### Set task
Copy out, word for word, the lines that begin with the one containing "form [(178, 358)]." and end with the one containing "[(297, 205)]", including both of those lines.

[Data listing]
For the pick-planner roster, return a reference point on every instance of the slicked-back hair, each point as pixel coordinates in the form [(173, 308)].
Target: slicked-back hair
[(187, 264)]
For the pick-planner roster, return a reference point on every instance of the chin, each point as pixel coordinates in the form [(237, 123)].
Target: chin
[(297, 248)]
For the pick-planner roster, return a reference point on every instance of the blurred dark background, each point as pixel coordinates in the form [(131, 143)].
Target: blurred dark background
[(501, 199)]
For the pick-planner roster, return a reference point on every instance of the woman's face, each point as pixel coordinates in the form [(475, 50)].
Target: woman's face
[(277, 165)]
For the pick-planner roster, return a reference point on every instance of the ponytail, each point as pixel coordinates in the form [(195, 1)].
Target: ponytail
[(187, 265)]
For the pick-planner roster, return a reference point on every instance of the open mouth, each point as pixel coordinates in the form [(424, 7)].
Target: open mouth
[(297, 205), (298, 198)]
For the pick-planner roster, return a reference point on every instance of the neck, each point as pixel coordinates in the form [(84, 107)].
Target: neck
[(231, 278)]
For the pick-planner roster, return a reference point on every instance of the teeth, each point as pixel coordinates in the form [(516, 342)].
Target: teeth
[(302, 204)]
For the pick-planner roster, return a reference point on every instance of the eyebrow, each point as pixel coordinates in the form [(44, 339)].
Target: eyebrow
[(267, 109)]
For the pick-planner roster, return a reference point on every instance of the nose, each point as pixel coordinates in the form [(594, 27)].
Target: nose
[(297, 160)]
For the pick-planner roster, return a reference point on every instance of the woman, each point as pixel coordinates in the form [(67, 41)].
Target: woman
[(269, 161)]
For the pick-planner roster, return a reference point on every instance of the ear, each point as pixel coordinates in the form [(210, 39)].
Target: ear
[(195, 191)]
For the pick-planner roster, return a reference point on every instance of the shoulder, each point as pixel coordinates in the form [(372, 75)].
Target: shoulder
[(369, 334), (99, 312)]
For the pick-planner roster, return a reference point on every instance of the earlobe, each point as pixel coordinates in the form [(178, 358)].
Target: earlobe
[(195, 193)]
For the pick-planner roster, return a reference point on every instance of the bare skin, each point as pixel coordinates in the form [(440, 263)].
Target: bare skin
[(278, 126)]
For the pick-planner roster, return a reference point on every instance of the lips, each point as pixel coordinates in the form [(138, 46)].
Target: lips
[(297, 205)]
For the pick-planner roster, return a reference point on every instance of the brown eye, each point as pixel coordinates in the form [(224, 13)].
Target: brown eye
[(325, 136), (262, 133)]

* * *

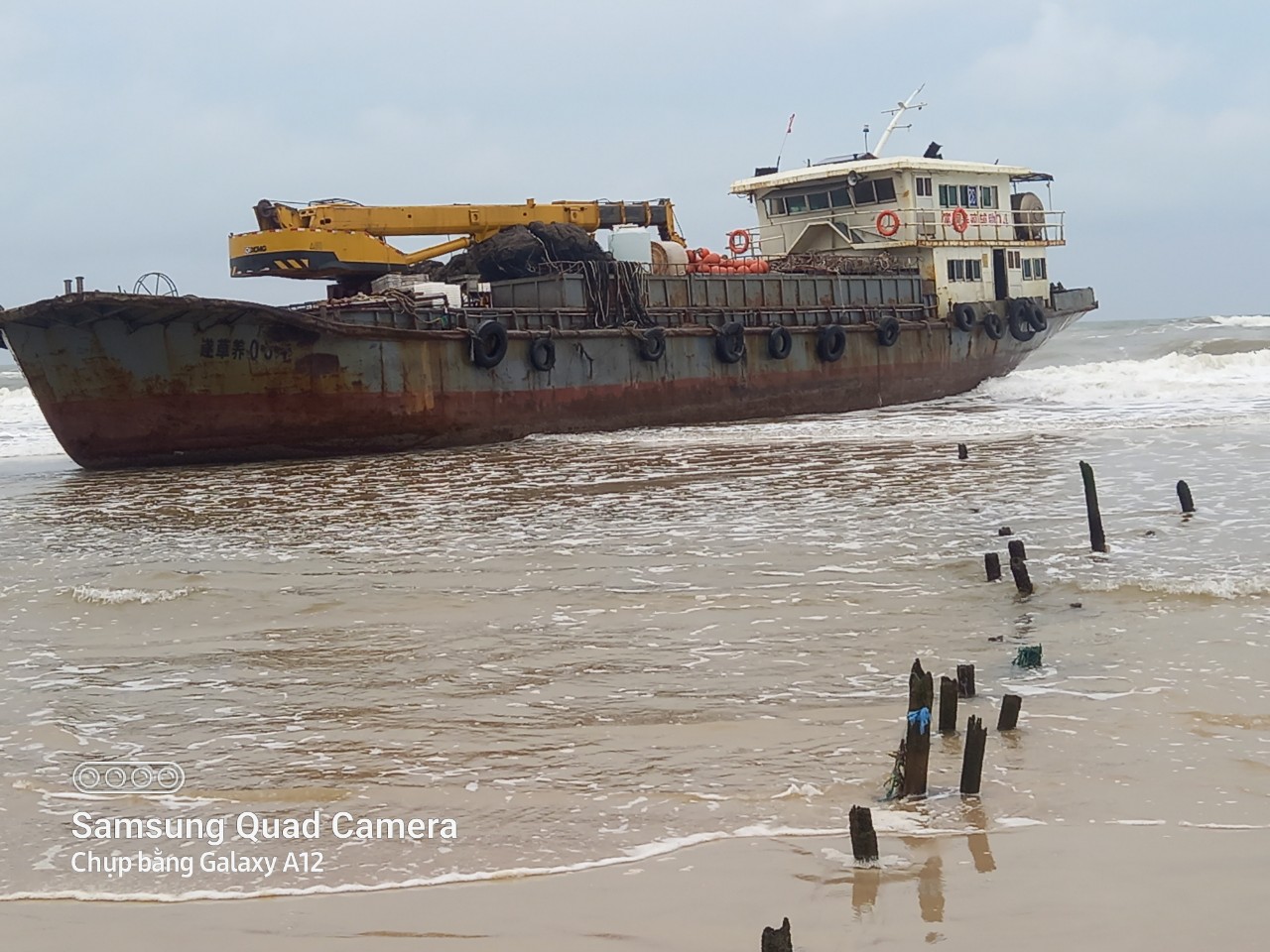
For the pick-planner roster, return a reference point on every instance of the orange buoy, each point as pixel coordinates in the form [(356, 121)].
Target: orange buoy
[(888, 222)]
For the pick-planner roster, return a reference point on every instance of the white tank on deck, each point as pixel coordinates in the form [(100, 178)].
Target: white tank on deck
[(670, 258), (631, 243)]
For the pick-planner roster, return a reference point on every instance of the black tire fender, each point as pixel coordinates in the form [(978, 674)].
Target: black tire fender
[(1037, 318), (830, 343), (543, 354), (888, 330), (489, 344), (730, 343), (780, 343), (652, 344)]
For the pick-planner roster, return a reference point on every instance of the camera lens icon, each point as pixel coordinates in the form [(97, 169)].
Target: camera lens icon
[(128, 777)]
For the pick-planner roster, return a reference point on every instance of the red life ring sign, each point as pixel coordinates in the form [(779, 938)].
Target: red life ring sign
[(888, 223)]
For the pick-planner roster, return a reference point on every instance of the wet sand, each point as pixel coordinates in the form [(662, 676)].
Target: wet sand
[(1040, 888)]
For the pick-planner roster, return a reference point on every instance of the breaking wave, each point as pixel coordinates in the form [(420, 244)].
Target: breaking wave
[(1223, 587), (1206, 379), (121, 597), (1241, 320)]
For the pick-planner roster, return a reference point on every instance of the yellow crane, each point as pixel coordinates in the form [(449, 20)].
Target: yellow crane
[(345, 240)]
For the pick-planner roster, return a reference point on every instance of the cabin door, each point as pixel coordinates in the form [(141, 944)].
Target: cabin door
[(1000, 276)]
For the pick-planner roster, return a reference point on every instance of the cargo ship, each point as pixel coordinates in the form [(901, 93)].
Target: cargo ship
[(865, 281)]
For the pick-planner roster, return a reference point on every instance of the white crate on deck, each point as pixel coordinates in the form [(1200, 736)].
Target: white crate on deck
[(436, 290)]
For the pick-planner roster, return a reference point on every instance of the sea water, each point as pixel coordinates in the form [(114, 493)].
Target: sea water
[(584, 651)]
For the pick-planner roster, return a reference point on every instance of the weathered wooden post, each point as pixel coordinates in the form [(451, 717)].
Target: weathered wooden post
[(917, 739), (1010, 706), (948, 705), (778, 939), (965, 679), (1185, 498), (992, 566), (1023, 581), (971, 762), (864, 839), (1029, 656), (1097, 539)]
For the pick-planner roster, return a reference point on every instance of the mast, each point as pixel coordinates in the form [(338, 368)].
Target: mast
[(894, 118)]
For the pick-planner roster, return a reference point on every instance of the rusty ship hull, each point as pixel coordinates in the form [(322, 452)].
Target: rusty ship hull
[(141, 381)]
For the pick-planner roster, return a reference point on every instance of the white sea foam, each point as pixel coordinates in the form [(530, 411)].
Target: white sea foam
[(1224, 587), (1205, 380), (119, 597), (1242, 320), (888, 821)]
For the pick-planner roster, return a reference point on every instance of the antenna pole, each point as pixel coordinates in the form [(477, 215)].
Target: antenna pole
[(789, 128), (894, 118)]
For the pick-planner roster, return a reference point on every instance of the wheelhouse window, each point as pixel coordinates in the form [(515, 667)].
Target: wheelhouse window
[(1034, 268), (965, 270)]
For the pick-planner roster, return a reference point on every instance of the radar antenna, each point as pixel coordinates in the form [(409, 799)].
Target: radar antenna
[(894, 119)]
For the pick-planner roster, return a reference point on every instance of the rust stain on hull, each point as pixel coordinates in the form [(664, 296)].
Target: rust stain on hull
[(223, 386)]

### Exercise output
For the pick-planner roster, return a reference point on every instance of the earlobe, each point as pixel coordinates in the form [(178, 358)].
Target: earlobe
[(195, 193)]
For the pick-planner roster, return a reference point on every instance of the bare skin, each point as pixel coordinates in the form [(440, 263)].
Target: bare skin
[(278, 126)]
For the pick-planner roster, return a reference point on every instance of the lips, each point as pixel coordinates in the form [(138, 46)].
Target: lips
[(297, 205)]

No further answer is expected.